Now the causes of these problems are silly as hell. But at least they're describing the drat problems.

Che Delilas
Nov 23, 2009
FREE TIBET WEED

Misogynist posted:

Now ask the same person to describe their problems to a mechanic who continually interrupts them to give them a condescending frown, and tell them how their explanations aren't good enough and demonstrate a really serious misunderstanding of how cars work. Do this over and over and over, every week, for years. Then, see if you get the same quantity of words coming out.


Misogynist posted:

I don't mean to imply that most people in the industry are unprofessional to the point of reprimand.

I would argue that the scenario you described is way past the point of reprimand in a well-managed IT department. It would go something like, "Hey Che, we've had complaints about you from every person you've serviced a ticket on for the last 2 weeks, that you're being condescending and unapproachable, and instead of determining and solving their problems, you're telling them how stupid they are when it comes to computers. Let's talk about basic manners and politeness."

And no, I don't give users a free pass just because their computer-savvy teenage neighbor may have talked down to them and now they have PTSD. When you say "it's broken" and the tech responds with "what is not happening that should be, and are there any error messages that pop up?" and the user says "JUST FIX IT!" that is not the technician being difficult. That is the user being lazy.

Che Delilas
Nov 23, 2009
FREE TIBET WEED

Khisanth Magus posted:

I'm one of the developers who know how computers work, have built more computers than I can count, and could probably manage to land at least an entry level DBA job, and I still called tech support one time for something not being plugged in.

That phone call ended with me saying "and now excuse me while I jump off the building in shame" because I realized I had become one of "those" users. At least I really checked when the tech asked and didn't lie about it.

Oh child, you haven't Become. You have merely taken the first step. Spun the first thread of your chrysalis. Soon more threads will follow, as you hinted at: Lying about following troubleshooting steps. Describing your problems in vague terms like "internet is down!" Refusing to describe your problems at all. Demanding tech support Just Fix It! CCing management when complaining about a problem to 1st tier support. Dropping your devices into the sink and demanding an upgrade to the latest version to replace them.

At the end, you will emerge from your metamorphosis, a beautiful, ignorant office worker. Watcher of CNN or Fox News, credulous of politicians and radio personalities. Doing the task to which you are assigned, and no more. But you will be happy, child. You will be happy.

Che Delilas
Nov 23, 2009
FREE TIBET WEED

Bhodi posted:

Furthermore, without a foundation operating systems, I was unable to explain the intricacies of common system functions, much like I'm not qualified to evaluate database architecture decisions.

Bullshit. Get with the program. You are not special. Welcome to the cloud, motherfuckers. We shoot servers in the head and bring up identical ones every single day. Oracle is no exception.
──────────────────────────────
SHORT PROBLEM 1:
Answer these about the tech support forum thread:
(a) In the imagined reprimand, over what period have complaints come from every person whose ticket was serviced?
(b) According to Khisanth Magus, what was the problem behind the call to tech support?
(c) In the quoted post from Bhodi, what does the writer say they are not qualified to evaluate?
SHORT PROBLEM 2:
From the tech support forum thread, print the stretch from "Now ask the" through "point of reprimand.".
SHORT PROBLEM 3:
Carry on the tech support forum thread from the point where it stops.
The rows further down play no part here.
──────────────────────────────
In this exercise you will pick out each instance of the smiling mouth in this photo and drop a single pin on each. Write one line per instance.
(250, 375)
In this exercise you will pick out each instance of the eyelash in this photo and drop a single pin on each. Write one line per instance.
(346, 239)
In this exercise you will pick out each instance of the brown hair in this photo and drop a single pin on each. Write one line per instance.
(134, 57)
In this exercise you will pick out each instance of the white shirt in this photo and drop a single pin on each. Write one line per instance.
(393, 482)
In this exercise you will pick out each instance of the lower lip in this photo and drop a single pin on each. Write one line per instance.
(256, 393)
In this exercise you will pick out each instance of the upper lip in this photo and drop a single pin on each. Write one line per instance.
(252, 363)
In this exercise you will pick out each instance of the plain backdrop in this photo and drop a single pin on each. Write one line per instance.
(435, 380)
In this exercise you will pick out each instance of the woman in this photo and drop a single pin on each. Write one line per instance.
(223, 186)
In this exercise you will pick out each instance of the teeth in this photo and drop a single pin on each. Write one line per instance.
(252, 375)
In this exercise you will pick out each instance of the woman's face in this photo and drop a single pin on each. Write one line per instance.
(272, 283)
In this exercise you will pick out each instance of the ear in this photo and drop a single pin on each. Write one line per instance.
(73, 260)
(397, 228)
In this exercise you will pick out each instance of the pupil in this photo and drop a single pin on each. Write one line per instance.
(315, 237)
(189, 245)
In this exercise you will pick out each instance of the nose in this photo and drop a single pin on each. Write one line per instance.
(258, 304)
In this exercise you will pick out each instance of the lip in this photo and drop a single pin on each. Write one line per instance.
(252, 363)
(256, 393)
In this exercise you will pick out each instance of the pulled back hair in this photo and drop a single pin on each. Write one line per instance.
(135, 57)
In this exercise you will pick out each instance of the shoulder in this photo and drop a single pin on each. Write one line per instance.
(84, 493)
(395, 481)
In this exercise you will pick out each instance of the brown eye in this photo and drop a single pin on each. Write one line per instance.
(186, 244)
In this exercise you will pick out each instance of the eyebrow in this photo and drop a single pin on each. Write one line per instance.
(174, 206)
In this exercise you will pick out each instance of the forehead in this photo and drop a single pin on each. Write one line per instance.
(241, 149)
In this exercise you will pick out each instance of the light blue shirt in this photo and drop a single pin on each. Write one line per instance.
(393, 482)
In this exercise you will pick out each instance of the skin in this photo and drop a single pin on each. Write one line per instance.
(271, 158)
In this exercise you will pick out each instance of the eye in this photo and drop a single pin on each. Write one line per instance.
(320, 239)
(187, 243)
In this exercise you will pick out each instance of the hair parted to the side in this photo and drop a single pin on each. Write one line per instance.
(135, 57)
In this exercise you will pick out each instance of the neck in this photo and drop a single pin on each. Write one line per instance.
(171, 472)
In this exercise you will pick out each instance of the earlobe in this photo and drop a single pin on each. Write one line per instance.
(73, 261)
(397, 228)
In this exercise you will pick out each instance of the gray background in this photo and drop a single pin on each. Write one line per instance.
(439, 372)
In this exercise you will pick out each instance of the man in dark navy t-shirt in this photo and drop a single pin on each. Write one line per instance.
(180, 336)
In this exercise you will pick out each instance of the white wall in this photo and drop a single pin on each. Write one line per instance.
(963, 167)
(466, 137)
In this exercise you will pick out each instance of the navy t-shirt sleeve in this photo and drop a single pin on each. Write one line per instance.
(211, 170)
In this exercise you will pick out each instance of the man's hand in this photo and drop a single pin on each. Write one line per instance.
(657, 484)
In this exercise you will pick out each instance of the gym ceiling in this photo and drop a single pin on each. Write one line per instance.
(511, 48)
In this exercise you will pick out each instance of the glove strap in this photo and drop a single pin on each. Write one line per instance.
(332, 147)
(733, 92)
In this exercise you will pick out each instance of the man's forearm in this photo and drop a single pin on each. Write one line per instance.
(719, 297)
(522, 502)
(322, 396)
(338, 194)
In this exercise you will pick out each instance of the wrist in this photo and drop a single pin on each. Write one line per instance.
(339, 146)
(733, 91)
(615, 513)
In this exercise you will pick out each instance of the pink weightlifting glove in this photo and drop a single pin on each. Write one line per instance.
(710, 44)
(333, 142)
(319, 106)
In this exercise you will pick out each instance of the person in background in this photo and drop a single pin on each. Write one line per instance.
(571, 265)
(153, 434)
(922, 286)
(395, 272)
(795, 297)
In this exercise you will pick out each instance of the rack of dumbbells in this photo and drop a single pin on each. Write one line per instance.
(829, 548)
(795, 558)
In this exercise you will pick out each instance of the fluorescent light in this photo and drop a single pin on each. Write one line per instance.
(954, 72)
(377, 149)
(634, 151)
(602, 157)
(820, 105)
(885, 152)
──────────────────────────────
TASK RESPONSE 1:
(a) The last 2 weeks.
(b) Something not being plugged in.
(c) Database architecture decisions.

TASK RESPONSE 2:
Now ask the same person to describe their problems to a mechanic who continually interrupts them to give them a condescending frown, and tell them how their explanations aren't good enough and demonstrate a really serious misunderstanding of how cars work. Do this over and over and over, every week, for years. Then, see if you get the same quantity of words coming out.


Misogynist posted:

I don't mean to imply that most people in the industry are unprofessional to the point of reprimand.

TASK RESPONSE 3:
I wish more of us ("us" being I.S. professionals of all specializations) would get over ourselves and realize that the other specializations all bring unique and valuable knowledge and skills to the table. I'm a developer. I'm not better than the network admins, I'm not better than the DBAs. I just know different poo poo. I couldn't set up or manage a network of any size worthy of the name, virtual or otherwise, and while I'm sure I'll pick up a few things as I get on in years, I'm going to want to continue to trust the network people to do network and the database people to do database.

jim truds posted:

I work in the pettiest environment.

This is the same environment everyone else works in when everyone isn't personally invested in whatever the company is doing (e.g. anything that isn't a startup). It is an environment full of failures and broken dreams, where the only measure of self-worth some of them ever get is getting one up on someone else. They have no power in their own lives. So they must try and take it from yours in any way they can.

This was my last boss, which is its own special level of hell compared to just another employee who doesn't have any direct authority over you.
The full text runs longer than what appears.